## GIVEN INSTRUCTION
The entire listing is to be repeated verbatim.

** start of DATA EXTRACT **

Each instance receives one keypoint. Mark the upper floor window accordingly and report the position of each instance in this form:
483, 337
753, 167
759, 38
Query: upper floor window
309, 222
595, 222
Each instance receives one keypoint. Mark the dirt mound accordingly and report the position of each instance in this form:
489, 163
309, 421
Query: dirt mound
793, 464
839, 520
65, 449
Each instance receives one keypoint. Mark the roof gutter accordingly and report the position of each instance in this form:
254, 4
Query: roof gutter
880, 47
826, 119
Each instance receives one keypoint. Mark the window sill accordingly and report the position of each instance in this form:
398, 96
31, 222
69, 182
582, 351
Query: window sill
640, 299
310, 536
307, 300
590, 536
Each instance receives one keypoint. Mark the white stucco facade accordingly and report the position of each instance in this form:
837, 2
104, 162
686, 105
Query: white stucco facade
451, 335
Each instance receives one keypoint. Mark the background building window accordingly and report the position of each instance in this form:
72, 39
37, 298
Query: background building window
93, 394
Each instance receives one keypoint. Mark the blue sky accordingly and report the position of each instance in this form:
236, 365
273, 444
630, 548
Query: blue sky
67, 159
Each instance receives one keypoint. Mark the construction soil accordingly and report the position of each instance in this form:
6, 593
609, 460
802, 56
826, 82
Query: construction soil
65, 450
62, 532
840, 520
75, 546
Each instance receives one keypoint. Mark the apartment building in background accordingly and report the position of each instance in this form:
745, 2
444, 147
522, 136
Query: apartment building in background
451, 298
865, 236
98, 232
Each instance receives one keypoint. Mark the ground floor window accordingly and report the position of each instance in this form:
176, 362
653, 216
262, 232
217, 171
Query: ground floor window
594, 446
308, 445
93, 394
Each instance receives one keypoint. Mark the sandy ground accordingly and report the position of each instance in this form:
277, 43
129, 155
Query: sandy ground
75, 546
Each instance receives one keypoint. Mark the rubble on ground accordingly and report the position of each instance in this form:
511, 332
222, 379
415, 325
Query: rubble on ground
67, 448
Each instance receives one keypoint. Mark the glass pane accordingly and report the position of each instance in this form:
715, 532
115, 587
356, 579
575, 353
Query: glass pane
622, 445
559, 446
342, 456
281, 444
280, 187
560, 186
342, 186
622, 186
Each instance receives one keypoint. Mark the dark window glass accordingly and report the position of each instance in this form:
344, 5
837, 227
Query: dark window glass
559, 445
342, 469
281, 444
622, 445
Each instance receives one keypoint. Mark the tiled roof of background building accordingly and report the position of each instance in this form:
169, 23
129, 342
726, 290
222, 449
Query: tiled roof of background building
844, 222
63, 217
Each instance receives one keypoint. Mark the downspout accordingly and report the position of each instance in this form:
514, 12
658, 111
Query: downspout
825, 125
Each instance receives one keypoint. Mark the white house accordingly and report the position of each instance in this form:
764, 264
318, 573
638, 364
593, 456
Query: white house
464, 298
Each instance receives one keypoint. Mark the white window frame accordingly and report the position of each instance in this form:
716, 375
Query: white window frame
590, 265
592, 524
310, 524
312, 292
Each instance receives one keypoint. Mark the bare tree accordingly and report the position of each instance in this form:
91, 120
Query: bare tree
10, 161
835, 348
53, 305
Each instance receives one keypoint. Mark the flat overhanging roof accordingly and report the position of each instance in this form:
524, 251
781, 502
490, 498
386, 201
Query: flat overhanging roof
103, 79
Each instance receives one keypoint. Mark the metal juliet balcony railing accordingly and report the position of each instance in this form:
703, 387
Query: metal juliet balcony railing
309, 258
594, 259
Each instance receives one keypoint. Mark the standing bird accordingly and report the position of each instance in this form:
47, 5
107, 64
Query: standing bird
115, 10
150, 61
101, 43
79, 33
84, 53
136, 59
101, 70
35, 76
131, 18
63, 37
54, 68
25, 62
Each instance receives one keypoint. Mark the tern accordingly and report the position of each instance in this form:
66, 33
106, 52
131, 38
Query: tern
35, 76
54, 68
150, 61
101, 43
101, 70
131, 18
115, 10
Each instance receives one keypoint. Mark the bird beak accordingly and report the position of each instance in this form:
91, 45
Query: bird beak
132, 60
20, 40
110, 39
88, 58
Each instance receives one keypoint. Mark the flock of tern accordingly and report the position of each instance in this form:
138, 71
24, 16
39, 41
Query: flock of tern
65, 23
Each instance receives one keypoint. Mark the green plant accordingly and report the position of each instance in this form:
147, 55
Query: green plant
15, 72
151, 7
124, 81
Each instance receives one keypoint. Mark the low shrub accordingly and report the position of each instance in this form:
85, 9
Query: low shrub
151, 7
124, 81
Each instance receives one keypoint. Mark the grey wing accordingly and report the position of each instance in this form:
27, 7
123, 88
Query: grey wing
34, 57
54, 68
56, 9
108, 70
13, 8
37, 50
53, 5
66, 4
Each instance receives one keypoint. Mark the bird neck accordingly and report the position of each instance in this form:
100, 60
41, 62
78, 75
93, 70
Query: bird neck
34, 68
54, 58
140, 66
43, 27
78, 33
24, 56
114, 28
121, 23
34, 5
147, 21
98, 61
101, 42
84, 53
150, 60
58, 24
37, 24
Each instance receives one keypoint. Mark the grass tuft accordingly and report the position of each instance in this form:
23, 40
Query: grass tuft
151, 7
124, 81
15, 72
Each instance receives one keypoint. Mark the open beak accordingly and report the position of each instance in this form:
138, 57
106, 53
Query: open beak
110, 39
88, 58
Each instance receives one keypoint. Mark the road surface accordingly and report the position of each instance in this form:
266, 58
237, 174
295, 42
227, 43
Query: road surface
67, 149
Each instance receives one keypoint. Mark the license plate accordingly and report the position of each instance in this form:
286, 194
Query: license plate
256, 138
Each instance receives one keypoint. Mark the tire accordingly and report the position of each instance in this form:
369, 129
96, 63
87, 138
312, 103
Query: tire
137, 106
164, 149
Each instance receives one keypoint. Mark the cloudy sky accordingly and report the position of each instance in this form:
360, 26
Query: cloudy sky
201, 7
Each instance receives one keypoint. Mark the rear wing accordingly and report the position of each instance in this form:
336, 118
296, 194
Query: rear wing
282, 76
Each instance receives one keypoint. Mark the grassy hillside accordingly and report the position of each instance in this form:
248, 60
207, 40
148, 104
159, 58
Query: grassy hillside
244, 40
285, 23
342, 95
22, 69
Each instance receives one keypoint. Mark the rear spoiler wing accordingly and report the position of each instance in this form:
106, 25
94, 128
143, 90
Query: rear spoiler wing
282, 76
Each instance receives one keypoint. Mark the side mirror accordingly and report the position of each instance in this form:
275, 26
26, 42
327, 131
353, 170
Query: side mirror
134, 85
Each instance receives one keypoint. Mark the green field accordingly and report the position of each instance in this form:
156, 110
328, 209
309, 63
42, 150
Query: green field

** end of DATA EXTRACT **

## THE RESULT
Each instance receives one keypoint. Mark the upper floor window accordingly and report the position of each instance in this form:
483, 337
753, 167
759, 38
Query: upper floor window
309, 222
595, 222
Each instance receives one keypoint. Mark the dirt mound accordingly and report the position of each instance in this form:
489, 163
309, 421
Query: dirt mound
793, 464
839, 520
65, 449
Each instance receives one keypoint. Mark the roof gutter accordingly and report the position of each instance in this form:
254, 4
Query: roof gutter
880, 47
826, 119
Each instance receives one keypoint. Mark the window sill accordingly and report the position of each instance in this form:
398, 96
31, 222
69, 182
582, 351
Query: window sill
640, 299
310, 536
307, 300
590, 536
Each instance receives one keypoint. Mark the white stucco facade accordingly and report the position of each instance in this form:
837, 2
104, 162
686, 105
Query: white stucco facade
451, 335
Each instance receives one keypoint. Mark the background building window accordingly and report the position of each instance in this form:
72, 39
37, 298
Query: background building window
93, 394
Each instance receives one keypoint. Mark the blue sky accordingly and report the position of each instance in this form:
236, 365
273, 444
630, 548
Query: blue sky
67, 159
Each instance receives one keypoint. Mark the construction soil accordingly and report the position of each instance in this form:
6, 593
609, 460
802, 56
826, 82
Query: construction soil
65, 450
62, 532
840, 520
75, 546
Each instance receives one keypoint. Mark the apartment building in background accordingly and report the position of each instance in this form:
745, 2
444, 147
522, 136
Query: apartment building in background
451, 298
865, 236
98, 232
Each instance receives one keypoint. Mark the ground floor window accordingly and report the position of each instance in this form:
176, 362
653, 216
262, 232
217, 171
Query: ground floor window
594, 446
308, 445
93, 394
Each instance receives one keypoint. Mark the sandy ground accordingly and report the position of each instance in this form:
277, 43
129, 155
Query: sandy ground
75, 546
Each instance receives one keypoint. Mark the rubble on ground accordingly and report the position of each instance in this form:
511, 332
222, 379
415, 325
Query: rubble on ground
67, 448
Each instance receives one keypoint. Mark the glass pane accordingly and report the position of each instance in this form:
715, 532
115, 587
356, 579
575, 353
Query: glass pane
622, 445
559, 446
342, 456
281, 444
280, 187
560, 186
342, 186
622, 186
Each instance receives one keypoint. Mark the dark window glass accordingly and report the position of each instance in this form:
344, 5
837, 227
Query: dark window glass
559, 445
342, 469
281, 444
622, 445
Each instance receives one keypoint. Mark the tiled roof of background building accordingly and report the position of each instance in this form:
169, 23
129, 342
726, 290
222, 449
Query: tiled roof of background building
844, 222
63, 217
Each instance receives one keypoint. Mark the downspout accordingly and report the position of each instance in this form:
514, 12
658, 111
Query: downspout
825, 125
Each instance receives one keypoint. Mark the white house accordingly and report the position of each instance in this form:
764, 264
318, 573
638, 364
593, 456
Query: white house
464, 298
Each instance receives one keypoint. Mark the white window frame accordingly and report the position of each instance in this form:
716, 375
Query: white window frame
590, 265
592, 524
310, 524
312, 292
Each instance receives one keypoint. Mark the bare tree accordingly and report the position of each instance in this form:
91, 120
Query: bare tree
10, 161
835, 348
53, 305
Each instance receives one keypoint. Mark the flat overhanging roof accordingly and report the position of each instance in this form:
524, 251
781, 502
490, 498
386, 201
Query: flat overhanging roof
103, 79
Each instance receives one keypoint. Mark the metal juliet balcony railing accordingly and report the position of each instance in this form:
703, 387
Query: metal juliet balcony railing
309, 258
594, 259
Each instance receives one keypoint. Mark the standing bird accordingly and report the position of each instance in this form:
47, 5
107, 64
Query: standing bird
115, 10
150, 61
101, 43
79, 33
84, 53
136, 59
101, 70
35, 76
131, 18
63, 37
54, 68
25, 62
Each instance receives one keypoint. Mark the tern accordingly and report the position of each instance in this form:
66, 33
106, 52
131, 38
Query: tern
35, 76
54, 68
150, 61
101, 43
101, 70
131, 18
115, 10
Each instance receives one keypoint. Mark the bird beak accordingly and report the position of each instance in this form:
91, 45
Query: bird beak
132, 60
20, 40
110, 39
88, 58
Each instance receives one keypoint. Mark the flock of tern accordingly and report the position of each instance in this form:
138, 71
24, 16
39, 41
Query: flock of tern
65, 23
Each instance receives one keypoint. Mark the green plant accordingly and report the position of each instance in this form:
147, 55
Query: green plant
15, 72
151, 7
124, 81
Each instance receives one keypoint. Mark the low shrub accordingly and report the position of each instance in this form:
85, 9
Query: low shrub
151, 7
124, 81
Each instance receives one keypoint. Mark the grey wing accordingly and report the position of each instance in this form:
27, 7
123, 88
Query: grey wing
34, 57
54, 68
56, 9
108, 70
13, 8
37, 50
53, 5
66, 4
Each instance receives one keypoint. Mark the bird neck accordingly and report the position of each instance in this form:
100, 60
41, 62
78, 75
93, 70
Query: bird neck
34, 68
54, 58
140, 66
43, 27
78, 33
24, 56
114, 28
121, 23
34, 5
147, 21
98, 61
101, 42
84, 53
150, 60
58, 24
37, 24
Each instance receives one keypoint. Mark the grass tuft accordingly and report the position of each instance in this form:
23, 40
Query: grass tuft
151, 7
124, 81
15, 72
Each instance receives one keypoint. Mark the open beak accordingly and report the position of each instance in this form:
138, 57
106, 53
Query: open beak
110, 39
88, 58
Each instance receives one keypoint. Mark the road surface accordingly and report the position of each instance in this form:
266, 58
237, 174
295, 42
227, 43
Query: road surface
67, 149
Each instance receives one keypoint. Mark the license plate accordingly and report the position of each instance in this form:
286, 194
Query: license plate
256, 138
Each instance receives one keypoint. Mark the tire accordingly and report the position of each instance in this form:
369, 129
96, 63
87, 138
312, 103
Query: tire
137, 106
164, 149
Each instance receives one keypoint. Mark the cloudy sky accordingly and report the position of each instance in this form:
360, 26
Query: cloudy sky
201, 7
Each instance receives one keypoint. Mark the rear wing accordingly and report the position of each instance in this form:
336, 118
296, 194
Query: rear wing
282, 76
Each instance receives one keypoint. Mark the grassy hillside accordingly and report the position of each instance in this form:
248, 60
207, 40
148, 104
159, 58
Query: grassy hillside
244, 40
285, 23
342, 95
22, 69
Each instance receives one keypoint. Mark the rear spoiler wing accordingly and report the position of each instance in this form:
106, 25
94, 128
143, 90
Query: rear spoiler wing
282, 76
Each instance receives one keypoint. Mark the side mirror accordingly and report the position of each instance in this form:
275, 26
26, 42
327, 131
353, 170
Query: side mirror
134, 85
Each instance receives one keypoint. Mark the green field accordingly and report the position of each instance in this form:
156, 110
328, 209
309, 63
42, 150
Query: green field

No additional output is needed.